>> START TEXT TO READ

Many of you who are doing exams this year will be revising or starting to think about revising. As a tutor, I am often asked, “What should I revise?” The answer is, unfortunately, everything that you have covered in the course. No one except the exam writers know what is going to be in the exams in any single year, so always make sure that you cover everything.
Barnaby Lenon, an ex-headmaster at Harrow, has recently written in a blog that GCSE students should revise their course at least three times. The same applies for A level students, but officially there is no magic number given as to how many times you should do so. Usually, however, it will be more than once. Some lucky people, the exceptions, can read something once and it will “go in”, but more will have to go through the course over and over again for it to sink it. We are all different, and this is the main point with revising – what works for one person will not work for another.
With all this in mind, there are some tips below. Remember, some will work for you, some won’t.
• Find a good place to work. Some of you will like quiet, others will like some noise. We all work best in certain places. Some students may like to work in a library, others in their room, others in a coffee shop. Find a place that works well for you and stick to it.
• What time works best for you? Some people work better early in the morning, others in the afternoon, others late at night. Again, stick to what works for you. If you are a night owl, it’s pointless to try and force yourself to get up early and study – it just won’t work as well. Use your strengths and find the best time to suit you.

>> END TEXT TO READ
>> START DATASET CONTENT

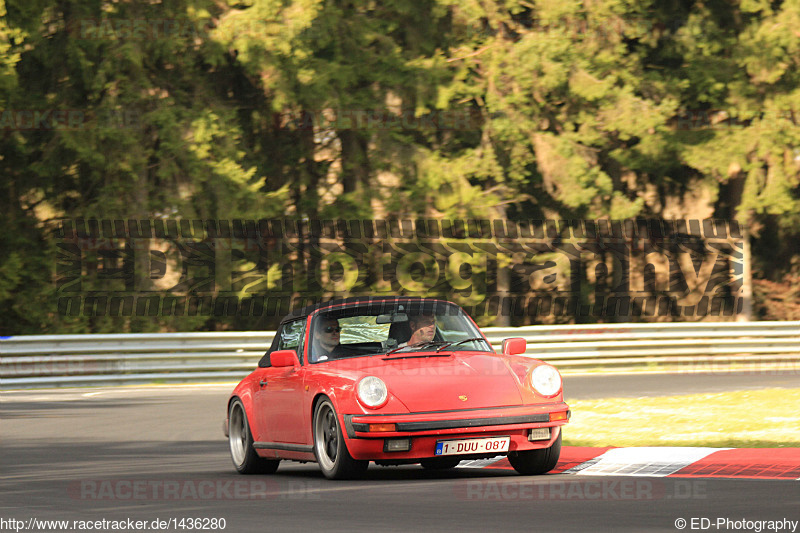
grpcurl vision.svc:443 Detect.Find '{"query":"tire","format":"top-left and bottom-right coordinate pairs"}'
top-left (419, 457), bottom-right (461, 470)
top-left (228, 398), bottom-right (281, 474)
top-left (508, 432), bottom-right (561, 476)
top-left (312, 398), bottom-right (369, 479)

>> END DATASET CONTENT

LIST OF TASKS:
a) From the passage on exam revision, return everything from "With all this" down to "to suit you.".
b) According to the passage on exam revision, why should students revise everything they have covered in the course?

EXERCISE RESULTS:
a)
With all this in mind, there are some tips below. Remember, some will work for you, some won’t.
• Find a good place to work. Some of you will like quiet, others will like some noise. We all work best in certain places. Some students may like to work in a library, others in their room, others in a coffee shop. Find a place that works well for you and stick to it.
• What time works best for you? Some people work better early in the morning, others in the afternoon, others late at night. Again, stick to what works for you. If you are a night owl, it’s pointless to try and force yourself to get up early and study – it just won’t work as well. Use your strengths and find the best time to suit you.

b) No one except the exam writers knows what will be on the exams in any given year. So the only safe approach is to cover the whole course.